» Aim of the task: Hunt for the word "ceiling" across the entries below, copying each line that holds it.

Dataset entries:
#####

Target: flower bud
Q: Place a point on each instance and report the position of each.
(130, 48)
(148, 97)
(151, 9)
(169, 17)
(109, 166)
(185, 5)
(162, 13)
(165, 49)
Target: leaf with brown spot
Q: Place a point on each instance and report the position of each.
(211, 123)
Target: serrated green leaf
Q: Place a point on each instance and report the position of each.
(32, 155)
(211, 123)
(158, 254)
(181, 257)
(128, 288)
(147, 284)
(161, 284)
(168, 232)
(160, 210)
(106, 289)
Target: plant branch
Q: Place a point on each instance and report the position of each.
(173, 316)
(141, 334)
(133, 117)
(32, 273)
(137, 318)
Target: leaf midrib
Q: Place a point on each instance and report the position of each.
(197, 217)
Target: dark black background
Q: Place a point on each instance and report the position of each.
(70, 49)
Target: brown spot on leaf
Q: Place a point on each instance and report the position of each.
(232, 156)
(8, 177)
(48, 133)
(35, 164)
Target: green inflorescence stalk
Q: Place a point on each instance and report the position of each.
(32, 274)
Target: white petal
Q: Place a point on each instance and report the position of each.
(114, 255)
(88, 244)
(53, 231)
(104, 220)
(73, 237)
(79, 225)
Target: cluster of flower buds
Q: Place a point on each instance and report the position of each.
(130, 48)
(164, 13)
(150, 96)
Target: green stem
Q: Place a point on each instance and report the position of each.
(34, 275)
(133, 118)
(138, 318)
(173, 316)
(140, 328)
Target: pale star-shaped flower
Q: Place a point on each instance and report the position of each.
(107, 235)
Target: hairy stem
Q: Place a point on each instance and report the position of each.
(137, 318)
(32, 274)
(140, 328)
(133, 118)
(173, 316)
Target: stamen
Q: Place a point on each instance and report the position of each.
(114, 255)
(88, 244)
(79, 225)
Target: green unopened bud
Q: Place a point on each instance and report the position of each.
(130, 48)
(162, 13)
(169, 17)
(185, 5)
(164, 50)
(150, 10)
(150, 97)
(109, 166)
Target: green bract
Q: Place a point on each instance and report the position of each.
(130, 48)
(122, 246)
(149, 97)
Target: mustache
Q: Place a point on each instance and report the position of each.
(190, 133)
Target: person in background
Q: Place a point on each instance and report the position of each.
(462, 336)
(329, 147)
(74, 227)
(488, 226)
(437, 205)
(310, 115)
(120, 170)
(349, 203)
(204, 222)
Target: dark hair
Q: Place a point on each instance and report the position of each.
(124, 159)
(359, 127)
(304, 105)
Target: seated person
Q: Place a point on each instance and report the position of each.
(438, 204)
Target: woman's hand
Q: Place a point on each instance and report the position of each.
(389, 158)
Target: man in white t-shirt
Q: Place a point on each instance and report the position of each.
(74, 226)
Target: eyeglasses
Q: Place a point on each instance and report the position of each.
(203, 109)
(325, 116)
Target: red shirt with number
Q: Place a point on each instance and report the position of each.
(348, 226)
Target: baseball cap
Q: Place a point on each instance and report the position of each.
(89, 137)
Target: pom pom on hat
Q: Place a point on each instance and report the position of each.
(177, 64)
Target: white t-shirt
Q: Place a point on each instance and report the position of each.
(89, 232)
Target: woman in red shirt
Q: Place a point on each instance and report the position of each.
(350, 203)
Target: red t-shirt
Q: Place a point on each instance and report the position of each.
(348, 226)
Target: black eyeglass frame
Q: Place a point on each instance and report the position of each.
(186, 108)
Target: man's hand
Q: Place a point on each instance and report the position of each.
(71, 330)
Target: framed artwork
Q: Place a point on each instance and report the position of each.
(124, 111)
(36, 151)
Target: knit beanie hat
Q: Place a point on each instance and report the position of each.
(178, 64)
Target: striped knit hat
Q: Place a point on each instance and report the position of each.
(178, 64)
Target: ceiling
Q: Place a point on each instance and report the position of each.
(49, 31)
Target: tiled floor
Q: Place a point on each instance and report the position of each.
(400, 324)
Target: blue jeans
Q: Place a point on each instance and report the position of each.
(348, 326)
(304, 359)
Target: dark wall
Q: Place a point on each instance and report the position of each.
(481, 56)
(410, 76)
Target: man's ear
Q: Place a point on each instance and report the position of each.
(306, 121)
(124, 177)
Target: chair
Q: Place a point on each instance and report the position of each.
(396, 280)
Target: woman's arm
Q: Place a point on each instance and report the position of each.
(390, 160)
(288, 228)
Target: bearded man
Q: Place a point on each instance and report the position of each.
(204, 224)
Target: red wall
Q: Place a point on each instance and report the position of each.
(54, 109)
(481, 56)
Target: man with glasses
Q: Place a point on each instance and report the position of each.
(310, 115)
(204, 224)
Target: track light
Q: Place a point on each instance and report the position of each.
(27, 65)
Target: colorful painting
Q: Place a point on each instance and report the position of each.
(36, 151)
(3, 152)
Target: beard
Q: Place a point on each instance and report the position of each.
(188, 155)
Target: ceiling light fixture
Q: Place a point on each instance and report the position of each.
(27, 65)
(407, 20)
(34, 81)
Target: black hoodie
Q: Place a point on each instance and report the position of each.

#####

» Reply to the task:
Target: ceiling
Target: ceiling light fixture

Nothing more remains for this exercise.